Task details |
Each line of the records is to be returned verbatim, with the images omitted.

== The data

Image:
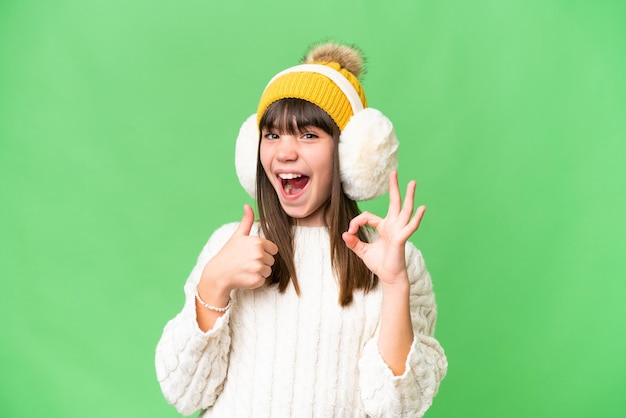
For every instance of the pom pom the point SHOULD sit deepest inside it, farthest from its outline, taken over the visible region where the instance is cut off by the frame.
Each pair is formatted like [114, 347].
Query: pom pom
[349, 57]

====

Result for this exercise |
Image:
For every instance of the pom pom the point SHOULD sit deepest inside it, farthest from its outline, taken over the visible region where the instance is cut off by the frame.
Each pair is formatted like [114, 347].
Query: pom pom
[349, 57]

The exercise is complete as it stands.